Write out the comments on the autism diet article word for word, from "5. Diet works" to "Ritalin. Pharma boy!".

Start of Supplied passage


    http://www.foodconsumer.org/newsite/Nutrition/Diet/can_autism_diet_help_autistic_children_2105100646.html

  4. Last time I read something about autism it said that the psychological condition is produced by a genetic defect. So unless you want to learn genetics, I don’t think that autism will see any improvements very soon unless some serious genetic research is being done.

  5. Diet works for my child. I am not a pediatrician or a psychologist or a psychiatrist or a neurologist who is going to prove it. I am a mother who looked for a solution that can make my child feel better. Diet With the supplement, she slept through the night and thrive greatly after 8 months of sleepless night, cry and agony. It may not work for all children but it does for some. Please don’t take the medicine away from parents by the name of research. Any ways you have nothing to offer for parents except Ritalin. Pharma boy!

End of Supplied passage
Start of Information given

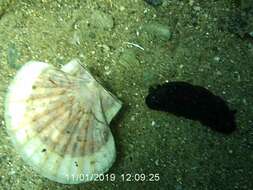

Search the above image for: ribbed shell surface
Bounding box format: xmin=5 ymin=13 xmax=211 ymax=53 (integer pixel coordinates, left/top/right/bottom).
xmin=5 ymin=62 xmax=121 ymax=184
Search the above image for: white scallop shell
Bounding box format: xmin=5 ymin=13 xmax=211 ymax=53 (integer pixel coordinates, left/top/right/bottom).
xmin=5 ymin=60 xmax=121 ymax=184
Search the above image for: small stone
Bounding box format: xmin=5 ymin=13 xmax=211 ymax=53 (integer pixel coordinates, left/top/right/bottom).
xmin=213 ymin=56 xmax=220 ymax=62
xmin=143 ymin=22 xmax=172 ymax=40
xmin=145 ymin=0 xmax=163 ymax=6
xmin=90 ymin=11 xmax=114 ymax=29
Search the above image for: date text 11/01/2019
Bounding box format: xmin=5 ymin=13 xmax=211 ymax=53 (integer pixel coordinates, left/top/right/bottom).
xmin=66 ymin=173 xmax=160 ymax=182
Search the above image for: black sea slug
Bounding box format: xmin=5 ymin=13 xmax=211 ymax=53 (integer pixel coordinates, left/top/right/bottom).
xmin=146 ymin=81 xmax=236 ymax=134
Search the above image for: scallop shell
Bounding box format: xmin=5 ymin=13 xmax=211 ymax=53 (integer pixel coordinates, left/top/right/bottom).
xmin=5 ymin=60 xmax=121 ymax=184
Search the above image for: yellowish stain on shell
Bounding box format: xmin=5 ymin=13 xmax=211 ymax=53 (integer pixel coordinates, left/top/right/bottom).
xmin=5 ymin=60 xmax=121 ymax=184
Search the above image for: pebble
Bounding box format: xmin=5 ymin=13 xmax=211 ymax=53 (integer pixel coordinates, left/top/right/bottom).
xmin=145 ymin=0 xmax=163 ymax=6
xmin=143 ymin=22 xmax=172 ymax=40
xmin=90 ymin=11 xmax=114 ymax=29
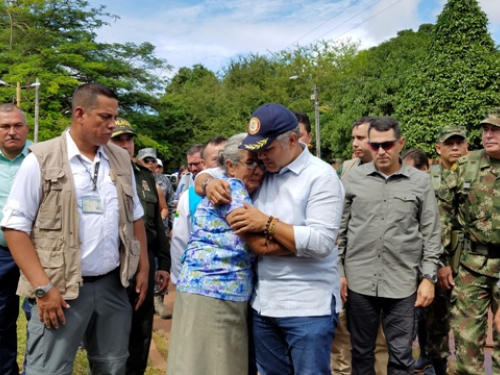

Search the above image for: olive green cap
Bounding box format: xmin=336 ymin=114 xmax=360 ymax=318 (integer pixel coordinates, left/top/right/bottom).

End of Information given
Start of Information given

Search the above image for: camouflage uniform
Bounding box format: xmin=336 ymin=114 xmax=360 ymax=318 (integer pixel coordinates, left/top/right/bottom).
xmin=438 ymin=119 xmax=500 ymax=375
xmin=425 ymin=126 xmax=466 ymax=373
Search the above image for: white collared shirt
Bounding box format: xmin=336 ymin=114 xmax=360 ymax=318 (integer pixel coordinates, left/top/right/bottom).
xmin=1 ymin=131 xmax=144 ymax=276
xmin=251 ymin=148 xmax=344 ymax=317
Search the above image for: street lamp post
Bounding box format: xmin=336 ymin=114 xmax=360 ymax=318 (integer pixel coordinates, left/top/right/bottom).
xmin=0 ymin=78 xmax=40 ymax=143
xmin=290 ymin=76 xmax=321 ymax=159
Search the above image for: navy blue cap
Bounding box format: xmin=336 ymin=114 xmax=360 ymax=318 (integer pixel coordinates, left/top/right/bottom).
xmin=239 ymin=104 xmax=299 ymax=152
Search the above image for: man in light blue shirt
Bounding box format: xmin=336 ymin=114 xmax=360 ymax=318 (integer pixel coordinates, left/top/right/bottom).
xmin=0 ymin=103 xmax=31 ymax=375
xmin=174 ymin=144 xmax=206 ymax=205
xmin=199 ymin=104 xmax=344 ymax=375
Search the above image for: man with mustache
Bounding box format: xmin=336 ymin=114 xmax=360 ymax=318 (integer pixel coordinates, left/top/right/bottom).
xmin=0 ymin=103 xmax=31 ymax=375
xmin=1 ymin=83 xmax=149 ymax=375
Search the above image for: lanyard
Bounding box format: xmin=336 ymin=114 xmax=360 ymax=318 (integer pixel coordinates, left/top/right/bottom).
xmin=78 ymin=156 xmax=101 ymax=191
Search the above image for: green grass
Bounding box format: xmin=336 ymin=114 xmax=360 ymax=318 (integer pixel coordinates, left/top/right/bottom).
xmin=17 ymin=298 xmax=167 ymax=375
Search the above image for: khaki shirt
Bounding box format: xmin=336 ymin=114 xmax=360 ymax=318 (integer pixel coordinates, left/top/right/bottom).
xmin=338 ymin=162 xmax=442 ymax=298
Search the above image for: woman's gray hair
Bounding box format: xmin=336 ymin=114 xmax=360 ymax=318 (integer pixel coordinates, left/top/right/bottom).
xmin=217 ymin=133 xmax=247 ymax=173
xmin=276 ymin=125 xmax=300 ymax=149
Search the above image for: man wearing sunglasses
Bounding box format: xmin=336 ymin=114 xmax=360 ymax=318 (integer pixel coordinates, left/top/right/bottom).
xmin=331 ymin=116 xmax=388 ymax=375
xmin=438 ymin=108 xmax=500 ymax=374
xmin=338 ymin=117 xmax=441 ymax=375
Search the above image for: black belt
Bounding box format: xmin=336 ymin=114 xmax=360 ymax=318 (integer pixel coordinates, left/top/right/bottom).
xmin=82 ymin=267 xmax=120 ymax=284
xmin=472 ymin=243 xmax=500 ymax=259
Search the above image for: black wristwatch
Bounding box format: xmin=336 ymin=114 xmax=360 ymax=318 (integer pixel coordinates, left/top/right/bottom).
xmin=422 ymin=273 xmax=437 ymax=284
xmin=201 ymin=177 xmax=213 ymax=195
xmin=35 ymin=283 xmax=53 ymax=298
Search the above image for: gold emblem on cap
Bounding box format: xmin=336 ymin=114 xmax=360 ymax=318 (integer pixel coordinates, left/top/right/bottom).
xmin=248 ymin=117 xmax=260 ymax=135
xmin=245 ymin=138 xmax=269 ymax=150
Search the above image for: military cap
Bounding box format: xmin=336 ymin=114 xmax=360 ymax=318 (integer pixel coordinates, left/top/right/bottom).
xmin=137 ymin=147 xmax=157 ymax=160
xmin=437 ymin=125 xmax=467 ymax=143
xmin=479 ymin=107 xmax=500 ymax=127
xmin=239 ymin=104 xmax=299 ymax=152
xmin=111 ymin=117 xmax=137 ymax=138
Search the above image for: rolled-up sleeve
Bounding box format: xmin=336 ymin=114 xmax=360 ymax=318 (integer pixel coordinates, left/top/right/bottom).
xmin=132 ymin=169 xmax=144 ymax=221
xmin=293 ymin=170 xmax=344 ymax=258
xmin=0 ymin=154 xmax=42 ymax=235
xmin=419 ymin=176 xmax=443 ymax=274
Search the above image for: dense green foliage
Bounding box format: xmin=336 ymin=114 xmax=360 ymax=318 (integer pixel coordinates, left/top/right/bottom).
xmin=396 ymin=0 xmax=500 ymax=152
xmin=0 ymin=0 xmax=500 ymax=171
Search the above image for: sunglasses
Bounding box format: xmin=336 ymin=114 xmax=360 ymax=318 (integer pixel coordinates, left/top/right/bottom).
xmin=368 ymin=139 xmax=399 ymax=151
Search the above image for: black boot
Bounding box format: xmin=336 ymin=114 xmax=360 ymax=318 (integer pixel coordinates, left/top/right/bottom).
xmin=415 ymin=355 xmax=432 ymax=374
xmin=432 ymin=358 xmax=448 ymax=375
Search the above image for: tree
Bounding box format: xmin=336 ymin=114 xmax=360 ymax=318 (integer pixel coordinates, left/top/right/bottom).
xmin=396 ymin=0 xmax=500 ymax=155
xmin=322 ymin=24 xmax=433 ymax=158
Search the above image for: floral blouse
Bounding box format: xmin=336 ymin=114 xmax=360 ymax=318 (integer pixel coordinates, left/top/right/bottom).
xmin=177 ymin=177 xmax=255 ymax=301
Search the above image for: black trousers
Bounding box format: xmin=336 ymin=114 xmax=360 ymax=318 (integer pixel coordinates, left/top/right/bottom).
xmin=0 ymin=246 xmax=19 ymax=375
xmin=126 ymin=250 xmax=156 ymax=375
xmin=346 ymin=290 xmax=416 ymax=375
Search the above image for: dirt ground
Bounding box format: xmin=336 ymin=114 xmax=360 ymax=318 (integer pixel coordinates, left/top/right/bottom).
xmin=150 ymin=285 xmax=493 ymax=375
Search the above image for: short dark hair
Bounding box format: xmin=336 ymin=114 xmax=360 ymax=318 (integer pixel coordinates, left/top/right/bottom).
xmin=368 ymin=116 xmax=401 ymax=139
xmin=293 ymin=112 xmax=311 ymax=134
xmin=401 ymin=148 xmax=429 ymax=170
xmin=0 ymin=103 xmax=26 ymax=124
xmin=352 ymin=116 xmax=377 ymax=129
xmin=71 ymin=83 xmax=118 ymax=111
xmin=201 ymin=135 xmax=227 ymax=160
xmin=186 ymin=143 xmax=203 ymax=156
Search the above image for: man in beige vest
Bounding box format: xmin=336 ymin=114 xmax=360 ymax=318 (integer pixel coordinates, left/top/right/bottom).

End of Information given

## Solution to this task
5. Diet works for my child. I am not a pediatrician or a psychologist or a psychiatrist or a neurologist who is going to prove it. I am a mother who looked for a solution that can make my child feel better. Diet With the supplement, she slept through the night and thrive greatly after 8 months of sleepless night, cry and agony. It may not work for all children but it does for some. Please don’t take the medicine away from parents by the name of research. Any ways you have nothing to offer for parents except Ritalin. Pharma boy!